Формулировка задания: Перепишите без изменений фрагмент текста о петровских реформах в образовании, начиная со слов «Петровские реформы в» и заканчивая словами «вовсе не упоминается.».

Отрывок текста:
++++++
Поворот в сторону запада и латинского образования также определил содержание «учения книжного». Главные фигуры петровского «просвещения» - Феофан Прокопович и Стефан Яворский – были выходцы из Киево-Могилянской коллегии, причем первый учился также в коллегии св. Афанасия в Риме и продолжал свое образование в Лейпциге и Йене. Школа Прокоповича в то время (1721) считалась образцом для семинарий и архиерейских школ, а в ней в ней, не смотря на православие, господствовал иезуитский стиль воспитания и обучения. Правда школа за 15 лет своего существования выпустила всего 160 учеников.
В 1701 году Греко-латинская академия была переименована в Славяно-латинскую, а в ее истории начался латинский этап. В школе математических и навигацких наук также преподавали латински образованные преподаватели Г. Фарварсон с двумя коллегами из Эбердинского университета (Шотландия). Для преподавания в Санкт-Петербургской Академии наук были приглашены 16 известных европейских ученых.
Обучать в частных школах разрешалось даже и не православным – в 1701 году в Ново-Немецкой слободе была открыта школа Н. Швиммера, переданная затем пленному пастору из Лифляндии Эрнсту Глюку.
Эти новые учебные заведения, латинизированные и специально-профессиональные, и стали готовить учителей для самих себя и других школ, как, например, школа математических и навигацких наук. Традиционным для того времени способом обучения было также и обучение старшими учениками младших, что и было рекомендовано В.Н. Татищевым в его инструкции «О порядке преподавания в школах при уральских казенных заводах» (1734). Между прочим, в качестве прописей автор инструкции рекомендует использовать листы заводской документации.
Петровские реформы в образовании, однако, коснулись лишь немногочисленных сторонников этих реформ, а отечественная система образования так и не была создана. Регламент Главного магистрата от 16 января 1721 года подробно определяет социальную структуру города, перечисляя всех, начиная от банкиров и знатных купцов и кончая иконниками, живописцами, токарями портными и даже «подлыми людьми», обретающимися в наймах, но социальная роль учителя вовсе не упоминается.
В конечном итоге петровские реформы привели к еще большей дифференциации учительства. В простонародной – крестьянской и посадской – среде, как и во времена московской Руси, грамотой овладевали под руководством местных священников и дьяков, а также «мастеров грамоты», которых тогда называли «самоходными» или «вольными учителями», часто по рукописным азбукам и церковным книгам, но уже и с применением печатных азбук, букварей, псалтыри и часовников, издававшихся церковными типографиями в малом количестве. Так, у соседа-крестьянина и местного дьячка к 14 годам Михаил Ломоносов освоил грамоту и письмо, а в доме холмогорского священника Дудина познакомился со славянской «Грамматикой» М. Смотрицкого и «Арифметикой» Магницкого, которые он и получил в подарок от своего учителя вместе с «Псалтырью» С. Полоцкого. Обучали иногда и сами родители, если были грамотными.
++++++
Фрагмент данных:
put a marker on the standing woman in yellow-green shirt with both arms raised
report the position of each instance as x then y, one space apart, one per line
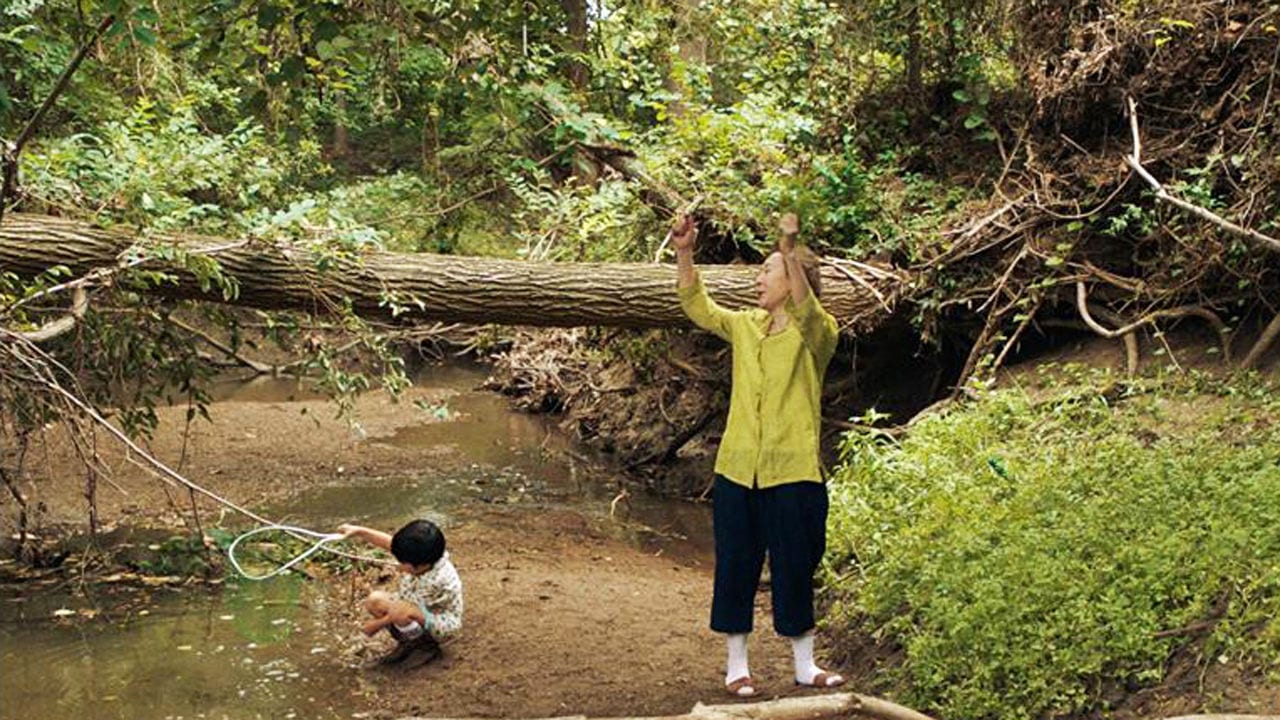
770 493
++++++
Решение задачи:
Петровские реформы в образовании, однако, коснулись лишь немногочисленных сторонников этих реформ, а отечественная система образования так и не была создана. Регламент Главного магистрата от 16 января 1721 года подробно определяет социальную структуру города, перечисляя всех, начиная от банкиров и знатных купцов и кончая иконниками, живописцами, токарями портными и даже «подлыми людьми», обретающимися в наймах, но социальная роль учителя вовсе не упоминается.